What to produce
Extract every line from the items below that contains the word "please".

Dataset records
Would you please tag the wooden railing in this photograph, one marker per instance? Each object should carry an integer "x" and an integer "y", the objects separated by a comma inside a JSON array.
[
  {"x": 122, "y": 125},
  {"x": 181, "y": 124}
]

Solution below
Would you please tag the wooden railing in this photograph, one marker per instance? Each object should carry an integer "x" and an integer "y", the objects separated by a comma inside a JSON array.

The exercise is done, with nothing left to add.